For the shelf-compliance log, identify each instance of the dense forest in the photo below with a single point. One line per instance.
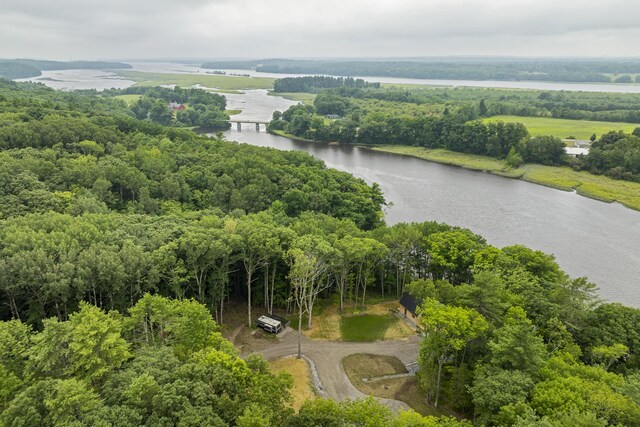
(23, 68)
(540, 70)
(122, 241)
(453, 119)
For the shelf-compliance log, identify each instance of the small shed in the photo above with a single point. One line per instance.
(174, 106)
(575, 151)
(409, 303)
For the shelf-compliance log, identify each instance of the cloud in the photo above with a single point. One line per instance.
(314, 28)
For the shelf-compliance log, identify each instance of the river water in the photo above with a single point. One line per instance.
(587, 237)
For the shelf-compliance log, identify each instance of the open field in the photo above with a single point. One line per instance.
(188, 80)
(563, 128)
(366, 327)
(584, 183)
(129, 99)
(374, 323)
(406, 389)
(454, 158)
(305, 98)
(299, 370)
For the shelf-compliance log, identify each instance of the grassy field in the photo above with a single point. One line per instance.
(595, 186)
(366, 327)
(563, 128)
(305, 98)
(328, 323)
(207, 80)
(302, 389)
(453, 158)
(129, 99)
(406, 389)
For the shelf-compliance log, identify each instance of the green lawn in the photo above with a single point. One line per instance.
(129, 99)
(207, 80)
(366, 327)
(563, 128)
(305, 98)
(564, 178)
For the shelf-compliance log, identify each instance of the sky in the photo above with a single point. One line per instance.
(203, 29)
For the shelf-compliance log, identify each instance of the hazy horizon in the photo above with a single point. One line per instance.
(249, 29)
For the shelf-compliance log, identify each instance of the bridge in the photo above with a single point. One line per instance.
(256, 122)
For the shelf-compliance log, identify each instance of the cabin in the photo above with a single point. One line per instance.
(269, 324)
(410, 306)
(575, 151)
(174, 106)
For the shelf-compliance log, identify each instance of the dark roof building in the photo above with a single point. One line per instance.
(409, 303)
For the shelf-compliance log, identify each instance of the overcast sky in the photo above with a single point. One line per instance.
(128, 29)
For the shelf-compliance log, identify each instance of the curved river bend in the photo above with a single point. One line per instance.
(587, 237)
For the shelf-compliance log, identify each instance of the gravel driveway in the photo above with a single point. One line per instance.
(328, 355)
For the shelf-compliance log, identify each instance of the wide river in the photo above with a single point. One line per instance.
(587, 237)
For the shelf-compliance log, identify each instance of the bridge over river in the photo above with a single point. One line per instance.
(256, 122)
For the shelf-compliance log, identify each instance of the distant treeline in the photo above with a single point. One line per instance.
(314, 84)
(452, 132)
(203, 109)
(561, 71)
(24, 68)
(448, 118)
(608, 107)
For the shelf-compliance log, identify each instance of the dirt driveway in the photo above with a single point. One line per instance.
(327, 357)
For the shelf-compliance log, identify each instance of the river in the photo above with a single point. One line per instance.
(587, 237)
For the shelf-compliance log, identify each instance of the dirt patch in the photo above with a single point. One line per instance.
(299, 370)
(361, 366)
(405, 389)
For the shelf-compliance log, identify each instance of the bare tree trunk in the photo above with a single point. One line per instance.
(440, 363)
(300, 332)
(273, 285)
(249, 296)
(266, 286)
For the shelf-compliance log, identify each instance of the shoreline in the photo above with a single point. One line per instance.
(585, 184)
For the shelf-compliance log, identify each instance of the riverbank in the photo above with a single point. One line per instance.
(562, 178)
(290, 136)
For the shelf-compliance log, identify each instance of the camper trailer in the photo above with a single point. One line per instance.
(269, 324)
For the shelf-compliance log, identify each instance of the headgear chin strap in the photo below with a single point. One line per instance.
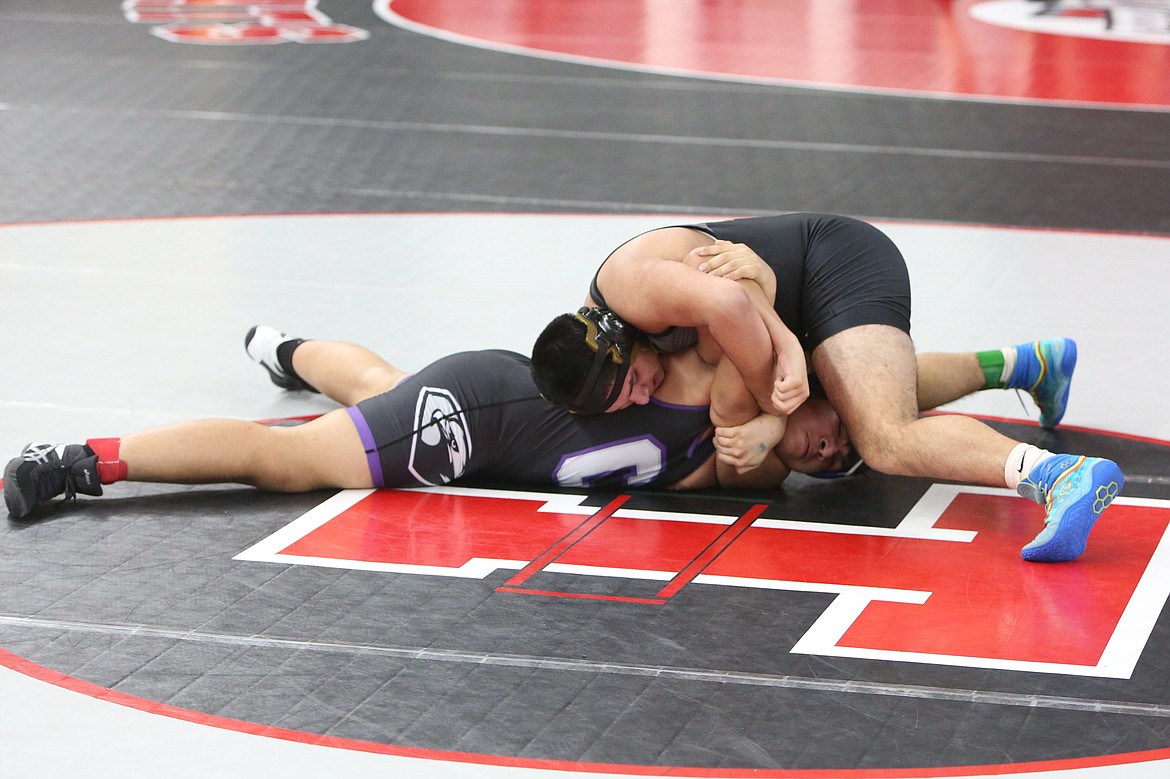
(612, 342)
(850, 467)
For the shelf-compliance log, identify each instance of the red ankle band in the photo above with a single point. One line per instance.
(109, 468)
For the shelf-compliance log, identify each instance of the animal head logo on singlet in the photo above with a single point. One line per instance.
(441, 443)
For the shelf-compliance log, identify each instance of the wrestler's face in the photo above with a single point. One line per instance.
(814, 439)
(642, 379)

◆ ◆ ◆

What the task asks. Without copying any picture, write out the entries exactly.

Answer for the task.
For the shelf-compliance log, identify each instance of the dense forest in the photo below with a single point. One line per instance.
(23, 68)
(540, 70)
(122, 241)
(453, 119)
For the shelf-compliance log, identify each instance of the small shed in the photo above with a single point. One line per instance.
(174, 106)
(575, 151)
(409, 303)
For the shelf-compliance log, identify each instance of the cloud in the photo above with a single point. One line per instance.
(314, 28)
For the shelf-compliance log, identify each instance of the river water in the photo above with a single point. One line per instance.
(587, 237)
For the shelf-compliance log, identify each instance of the open field in the photo above with a single point. One line per instance.
(188, 80)
(563, 128)
(366, 327)
(584, 183)
(129, 99)
(374, 323)
(406, 389)
(454, 158)
(305, 98)
(299, 370)
For the shelf-compliance log, identify each instance of the grassy field in the photo above with a single point. One line per instance.
(595, 186)
(366, 327)
(563, 128)
(305, 98)
(328, 323)
(207, 80)
(302, 389)
(453, 158)
(129, 99)
(406, 389)
For the shelf-compliance log, identify each instance of the green lawn in the photo above with a single point. One line per instance.
(129, 99)
(207, 80)
(366, 327)
(563, 128)
(305, 98)
(564, 178)
For the shelf-compliance log, identify each instance of the sky in the photo above with a single point. One line per instance.
(203, 29)
For the shelf-compliance log, identify each instance of the hazy horizon in the photo above with a single point. One line per instance.
(249, 29)
For the shelf-compliance log, identify each instance of the bridge in the photo above with a single point. One line per instance.
(256, 122)
For the shelf-compliance log, identify each instance of the cabin in the photo above with a single point. One line per instance.
(269, 324)
(410, 306)
(575, 151)
(174, 106)
For the shelf-compliance log, identify each instance of the dark roof building in the photo above with a single point. One line per instance.
(409, 303)
For the shelf-compliance log, identify each instance of the overcast sky in the photo above with a single point. One line per instance.
(128, 29)
For the shelf-compliance log, identify each instance of the curved river bend in the photo above with a single point. One line per instance.
(587, 237)
For the shelf-compliance log, identify each instance of the gravel driveway in the photo above with a single point. One line per instance.
(328, 355)
For the shelf-compliance log, identify each instance of the wide river in the photo above with a single point. One line per instance.
(587, 237)
For the shelf-compliance log, identify each instance of the bridge over river in the photo above with a single point. One line per instance.
(256, 122)
For the shelf-compliance log, identify each instance of the distant treeline in the photo above with a single point. One line per instance.
(314, 84)
(452, 132)
(203, 109)
(561, 71)
(24, 68)
(448, 118)
(608, 107)
For the shelf-compliance log, identify each instance of the dirt driveway in the photo above with a single point. One line per instance.
(327, 357)
For the shelf-compliance log, identify each instance of the river in the photo above with a single point. One line per instance.
(587, 237)
For the shelf-compliance log, identify each instance of the dirt patch in the photo above with a single point. One line per instance.
(299, 370)
(361, 366)
(405, 389)
For the shelf-compliance log, identify each instance of the bare tree trunk in the photo above with a single point. One line per instance.
(440, 363)
(300, 332)
(273, 285)
(249, 296)
(266, 286)
For the shelf-compliance log, identify each instance of the shoreline in the photo above with a single point. One line per instance.
(585, 184)
For the shelf-compliance log, identify each instance of the riverbank in the photo above with a single point. One line per instance.
(562, 178)
(290, 136)
For the shelf-compliance log, identify each instance of the camper trailer in the photo above with a single point. One line per instance.
(269, 324)
For the shelf-compliance log, identify each instance of the headgear chin strap in the photo below with a single point. One line per instance.
(612, 342)
(850, 467)
For the shelf-compliance log, identify each instance of the red ankle band in the photo above with a single point. One line per instance.
(109, 468)
For the shelf-compliance log, identify each instance of the animal head logo on singlet in the photo above with a single point. One line per instance.
(441, 443)
For the shelf-compliance log, identify each instance of the wrestler's face in the photo above with a single point. One line per instance.
(814, 439)
(642, 379)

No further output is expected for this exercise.